- [PROVIDED DATA]:
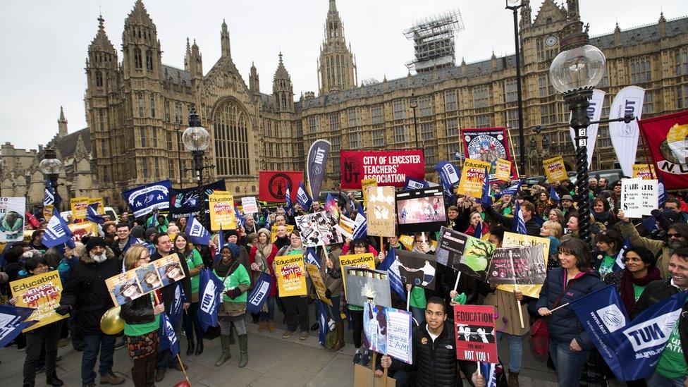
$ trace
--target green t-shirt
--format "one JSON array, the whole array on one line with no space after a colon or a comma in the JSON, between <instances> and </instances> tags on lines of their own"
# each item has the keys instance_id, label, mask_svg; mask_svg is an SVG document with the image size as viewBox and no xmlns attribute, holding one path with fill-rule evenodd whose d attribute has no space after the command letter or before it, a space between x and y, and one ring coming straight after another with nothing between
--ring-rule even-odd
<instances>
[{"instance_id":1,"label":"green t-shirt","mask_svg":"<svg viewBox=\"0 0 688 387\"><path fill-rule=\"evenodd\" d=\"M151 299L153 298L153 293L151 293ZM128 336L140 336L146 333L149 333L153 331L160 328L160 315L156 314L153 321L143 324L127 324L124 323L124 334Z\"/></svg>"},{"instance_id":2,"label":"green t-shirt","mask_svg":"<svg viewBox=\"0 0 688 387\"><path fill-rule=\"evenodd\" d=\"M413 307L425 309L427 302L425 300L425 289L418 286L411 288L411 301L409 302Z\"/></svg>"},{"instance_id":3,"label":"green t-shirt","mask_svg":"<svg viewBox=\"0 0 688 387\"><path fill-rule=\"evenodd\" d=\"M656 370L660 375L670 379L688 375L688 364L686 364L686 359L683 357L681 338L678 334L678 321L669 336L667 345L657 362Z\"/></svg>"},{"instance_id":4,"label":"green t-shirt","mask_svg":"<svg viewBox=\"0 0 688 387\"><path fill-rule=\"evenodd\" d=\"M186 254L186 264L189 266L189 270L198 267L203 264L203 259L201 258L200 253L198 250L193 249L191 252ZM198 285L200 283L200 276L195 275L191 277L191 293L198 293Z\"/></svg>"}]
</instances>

- [EXERCISE DETAILS]:
Can you copy the data above exactly as it appears, line for line, but leave out the pictures?

- [ANSWER TO THIS PROBLEM]:
$ trace
--target green t-shirt
--format "one JSON array, the whole array on one line with no space after a colon or a comma in the JSON, between <instances> and </instances> tags on lines of their own"
# each item has the keys instance_id, label, mask_svg; mask_svg is an SVG document with the image size as viewBox and no xmlns attribute, holding one path with fill-rule evenodd whose d attribute has no space after the command letter or before it, a space between x and y, and one ring coming straight after another with nothing between
--ring-rule even-odd
<instances>
[{"instance_id":1,"label":"green t-shirt","mask_svg":"<svg viewBox=\"0 0 688 387\"><path fill-rule=\"evenodd\" d=\"M151 299L153 298L153 293L151 293ZM128 336L140 336L146 333L149 333L153 331L160 328L160 315L156 314L153 321L143 324L127 324L124 323L124 334Z\"/></svg>"},{"instance_id":2,"label":"green t-shirt","mask_svg":"<svg viewBox=\"0 0 688 387\"><path fill-rule=\"evenodd\" d=\"M413 307L425 309L427 302L425 300L425 289L418 286L411 288L411 301L409 302Z\"/></svg>"},{"instance_id":3,"label":"green t-shirt","mask_svg":"<svg viewBox=\"0 0 688 387\"><path fill-rule=\"evenodd\" d=\"M656 370L660 375L670 379L688 375L688 364L686 364L686 359L683 357L681 338L678 334L678 321L669 336L667 345L657 362Z\"/></svg>"},{"instance_id":4,"label":"green t-shirt","mask_svg":"<svg viewBox=\"0 0 688 387\"><path fill-rule=\"evenodd\" d=\"M186 254L186 264L189 266L189 270L198 267L203 264L203 259L201 258L200 253L198 250L193 249L191 252ZM198 285L200 283L200 276L195 275L191 277L191 293L198 293Z\"/></svg>"}]
</instances>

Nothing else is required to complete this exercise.